[START OF Information given]

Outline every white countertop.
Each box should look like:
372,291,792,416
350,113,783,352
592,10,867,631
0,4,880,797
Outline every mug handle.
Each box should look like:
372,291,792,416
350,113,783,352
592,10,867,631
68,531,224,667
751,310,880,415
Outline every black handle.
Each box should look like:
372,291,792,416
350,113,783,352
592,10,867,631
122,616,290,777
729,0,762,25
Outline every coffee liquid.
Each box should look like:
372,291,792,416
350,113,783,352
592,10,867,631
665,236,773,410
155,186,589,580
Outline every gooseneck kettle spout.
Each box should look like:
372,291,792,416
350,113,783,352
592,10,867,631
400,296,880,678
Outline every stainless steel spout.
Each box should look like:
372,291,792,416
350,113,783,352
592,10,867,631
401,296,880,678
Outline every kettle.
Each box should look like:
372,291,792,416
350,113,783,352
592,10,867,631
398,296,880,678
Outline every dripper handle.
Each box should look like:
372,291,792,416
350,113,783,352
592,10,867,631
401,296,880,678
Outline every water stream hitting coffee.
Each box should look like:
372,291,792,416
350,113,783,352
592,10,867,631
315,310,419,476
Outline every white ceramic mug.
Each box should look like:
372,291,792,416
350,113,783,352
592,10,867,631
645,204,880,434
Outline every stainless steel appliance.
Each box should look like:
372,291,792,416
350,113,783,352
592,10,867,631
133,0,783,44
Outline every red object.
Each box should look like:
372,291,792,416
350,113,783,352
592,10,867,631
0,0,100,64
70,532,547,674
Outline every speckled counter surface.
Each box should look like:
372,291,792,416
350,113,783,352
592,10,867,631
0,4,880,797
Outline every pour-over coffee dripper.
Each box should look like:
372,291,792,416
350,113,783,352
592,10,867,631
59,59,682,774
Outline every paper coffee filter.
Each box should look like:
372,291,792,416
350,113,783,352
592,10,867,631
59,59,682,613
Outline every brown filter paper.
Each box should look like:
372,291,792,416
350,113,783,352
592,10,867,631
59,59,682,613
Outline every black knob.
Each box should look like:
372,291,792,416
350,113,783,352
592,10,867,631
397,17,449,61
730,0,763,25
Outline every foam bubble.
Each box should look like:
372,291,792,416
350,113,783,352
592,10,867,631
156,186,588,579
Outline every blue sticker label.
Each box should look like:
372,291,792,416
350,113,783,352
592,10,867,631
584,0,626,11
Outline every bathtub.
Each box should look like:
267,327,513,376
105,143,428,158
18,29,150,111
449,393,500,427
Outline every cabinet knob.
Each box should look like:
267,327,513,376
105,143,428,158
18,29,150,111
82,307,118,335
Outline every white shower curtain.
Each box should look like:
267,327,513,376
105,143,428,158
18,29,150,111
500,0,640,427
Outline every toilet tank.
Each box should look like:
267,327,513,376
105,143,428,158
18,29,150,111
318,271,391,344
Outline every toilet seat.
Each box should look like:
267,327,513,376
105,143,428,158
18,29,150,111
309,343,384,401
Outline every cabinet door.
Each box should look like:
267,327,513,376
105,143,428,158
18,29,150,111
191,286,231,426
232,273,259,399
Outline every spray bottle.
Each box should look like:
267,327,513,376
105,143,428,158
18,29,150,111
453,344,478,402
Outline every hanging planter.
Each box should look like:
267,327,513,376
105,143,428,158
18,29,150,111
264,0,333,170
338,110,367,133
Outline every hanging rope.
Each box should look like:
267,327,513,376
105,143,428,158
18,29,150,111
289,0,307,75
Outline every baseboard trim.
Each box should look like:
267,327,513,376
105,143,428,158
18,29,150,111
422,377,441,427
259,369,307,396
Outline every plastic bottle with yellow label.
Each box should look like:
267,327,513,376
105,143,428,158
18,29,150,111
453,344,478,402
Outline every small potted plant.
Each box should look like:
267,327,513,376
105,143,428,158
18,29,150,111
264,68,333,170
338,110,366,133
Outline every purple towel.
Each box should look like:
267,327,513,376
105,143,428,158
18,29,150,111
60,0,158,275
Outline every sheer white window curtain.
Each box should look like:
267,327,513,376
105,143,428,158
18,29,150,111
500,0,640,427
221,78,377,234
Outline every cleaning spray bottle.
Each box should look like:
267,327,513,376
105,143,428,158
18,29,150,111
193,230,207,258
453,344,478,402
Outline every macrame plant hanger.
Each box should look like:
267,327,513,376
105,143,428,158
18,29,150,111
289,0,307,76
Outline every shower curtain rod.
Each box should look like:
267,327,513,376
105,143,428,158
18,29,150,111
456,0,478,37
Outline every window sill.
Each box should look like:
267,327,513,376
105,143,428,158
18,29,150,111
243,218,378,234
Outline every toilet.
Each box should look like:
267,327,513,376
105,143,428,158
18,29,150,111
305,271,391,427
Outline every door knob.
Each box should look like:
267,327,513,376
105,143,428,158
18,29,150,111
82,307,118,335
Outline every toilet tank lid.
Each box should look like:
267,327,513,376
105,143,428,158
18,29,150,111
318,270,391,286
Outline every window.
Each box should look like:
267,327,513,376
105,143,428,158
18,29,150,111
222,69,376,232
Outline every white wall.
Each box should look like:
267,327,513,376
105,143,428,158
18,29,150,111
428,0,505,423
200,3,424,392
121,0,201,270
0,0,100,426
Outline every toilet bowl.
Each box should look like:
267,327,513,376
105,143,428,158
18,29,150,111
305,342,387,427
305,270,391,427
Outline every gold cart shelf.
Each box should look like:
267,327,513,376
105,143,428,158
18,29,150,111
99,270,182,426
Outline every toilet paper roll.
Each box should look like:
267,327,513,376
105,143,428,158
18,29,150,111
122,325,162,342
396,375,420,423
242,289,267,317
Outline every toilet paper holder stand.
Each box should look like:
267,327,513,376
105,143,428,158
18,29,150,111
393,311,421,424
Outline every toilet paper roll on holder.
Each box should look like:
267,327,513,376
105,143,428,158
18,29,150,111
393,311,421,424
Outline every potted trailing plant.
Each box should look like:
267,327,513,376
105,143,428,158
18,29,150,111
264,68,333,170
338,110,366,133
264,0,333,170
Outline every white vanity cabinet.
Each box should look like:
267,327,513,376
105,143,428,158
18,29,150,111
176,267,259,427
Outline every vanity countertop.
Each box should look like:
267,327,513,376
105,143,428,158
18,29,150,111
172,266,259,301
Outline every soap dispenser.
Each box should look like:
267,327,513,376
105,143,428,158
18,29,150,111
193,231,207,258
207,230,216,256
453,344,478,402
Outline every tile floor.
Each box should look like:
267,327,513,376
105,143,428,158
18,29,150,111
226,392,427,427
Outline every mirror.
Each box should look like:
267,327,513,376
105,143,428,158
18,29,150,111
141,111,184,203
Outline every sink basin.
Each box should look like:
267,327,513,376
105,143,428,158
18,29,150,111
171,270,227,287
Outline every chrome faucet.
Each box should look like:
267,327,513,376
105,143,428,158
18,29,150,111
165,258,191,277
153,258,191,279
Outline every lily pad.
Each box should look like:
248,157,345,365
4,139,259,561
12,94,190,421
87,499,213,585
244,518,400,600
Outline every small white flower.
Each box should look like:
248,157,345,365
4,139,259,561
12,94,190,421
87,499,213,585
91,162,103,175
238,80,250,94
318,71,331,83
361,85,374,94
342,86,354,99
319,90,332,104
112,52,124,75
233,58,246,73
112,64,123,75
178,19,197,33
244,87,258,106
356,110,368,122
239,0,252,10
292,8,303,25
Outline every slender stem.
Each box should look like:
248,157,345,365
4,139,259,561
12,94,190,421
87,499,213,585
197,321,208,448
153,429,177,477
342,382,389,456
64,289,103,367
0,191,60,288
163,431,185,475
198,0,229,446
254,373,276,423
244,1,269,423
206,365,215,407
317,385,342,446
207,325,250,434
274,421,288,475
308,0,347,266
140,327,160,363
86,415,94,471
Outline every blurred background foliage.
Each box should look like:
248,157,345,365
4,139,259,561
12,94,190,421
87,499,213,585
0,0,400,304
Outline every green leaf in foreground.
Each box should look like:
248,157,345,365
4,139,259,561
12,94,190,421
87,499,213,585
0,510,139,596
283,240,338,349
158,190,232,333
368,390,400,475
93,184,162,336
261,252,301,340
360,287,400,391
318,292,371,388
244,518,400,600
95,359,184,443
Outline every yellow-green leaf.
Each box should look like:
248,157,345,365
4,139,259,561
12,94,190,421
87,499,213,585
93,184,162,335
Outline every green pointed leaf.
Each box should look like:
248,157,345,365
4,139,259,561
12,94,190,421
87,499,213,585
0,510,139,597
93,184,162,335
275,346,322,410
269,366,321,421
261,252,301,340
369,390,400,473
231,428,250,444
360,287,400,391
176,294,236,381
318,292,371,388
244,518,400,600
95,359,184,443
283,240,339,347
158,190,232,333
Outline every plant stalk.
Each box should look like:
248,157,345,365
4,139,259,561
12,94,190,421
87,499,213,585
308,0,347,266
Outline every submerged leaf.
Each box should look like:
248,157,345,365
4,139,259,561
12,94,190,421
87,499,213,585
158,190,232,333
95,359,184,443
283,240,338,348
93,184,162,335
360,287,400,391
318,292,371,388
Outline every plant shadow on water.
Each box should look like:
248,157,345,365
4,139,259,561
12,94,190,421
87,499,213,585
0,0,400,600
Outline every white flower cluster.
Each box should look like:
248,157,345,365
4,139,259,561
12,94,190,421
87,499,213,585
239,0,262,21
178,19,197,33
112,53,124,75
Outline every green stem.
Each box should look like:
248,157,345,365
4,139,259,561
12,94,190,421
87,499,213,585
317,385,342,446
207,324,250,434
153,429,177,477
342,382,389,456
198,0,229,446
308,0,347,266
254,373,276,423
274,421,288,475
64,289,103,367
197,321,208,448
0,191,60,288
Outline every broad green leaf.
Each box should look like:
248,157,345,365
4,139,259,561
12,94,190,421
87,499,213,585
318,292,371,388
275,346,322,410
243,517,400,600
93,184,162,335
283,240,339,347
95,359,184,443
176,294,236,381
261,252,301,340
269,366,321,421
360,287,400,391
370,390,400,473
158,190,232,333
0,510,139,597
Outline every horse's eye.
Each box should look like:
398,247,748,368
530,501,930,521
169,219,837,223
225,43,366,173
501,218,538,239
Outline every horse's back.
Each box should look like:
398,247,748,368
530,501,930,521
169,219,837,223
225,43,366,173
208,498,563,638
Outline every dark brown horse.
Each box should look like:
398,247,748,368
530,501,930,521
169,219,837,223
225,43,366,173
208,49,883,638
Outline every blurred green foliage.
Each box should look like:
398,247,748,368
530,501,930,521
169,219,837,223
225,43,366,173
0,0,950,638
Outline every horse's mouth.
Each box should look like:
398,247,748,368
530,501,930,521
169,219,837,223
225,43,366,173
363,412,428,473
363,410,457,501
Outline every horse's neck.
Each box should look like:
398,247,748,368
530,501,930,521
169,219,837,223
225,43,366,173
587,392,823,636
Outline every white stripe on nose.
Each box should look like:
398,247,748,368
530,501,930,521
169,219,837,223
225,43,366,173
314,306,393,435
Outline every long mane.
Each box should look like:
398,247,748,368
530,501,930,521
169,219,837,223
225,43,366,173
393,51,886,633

[END OF Information given]

Exercise directions
Quote the material word for word, from its first line through the line that reads "400,296,880,678".

Task solution
Outline every white countertop.
Each box should look like:
372,291,792,416
350,113,783,352
592,10,867,631
0,4,880,797
Outline every mug handle.
Each box should look like:
372,291,792,416
350,113,783,352
592,10,867,631
68,531,224,667
751,310,880,415
Outline every black handle.
Each box should look like:
372,291,792,416
350,113,783,352
592,10,867,631
122,616,290,777
729,0,762,25
Outline every coffee liquid.
Each box should look like:
372,291,792,416
350,113,783,352
592,10,867,631
665,236,773,410
155,186,589,580
Outline every gooseneck kettle spout.
Each box should look like:
372,291,792,416
350,113,783,352
592,10,867,631
400,296,880,678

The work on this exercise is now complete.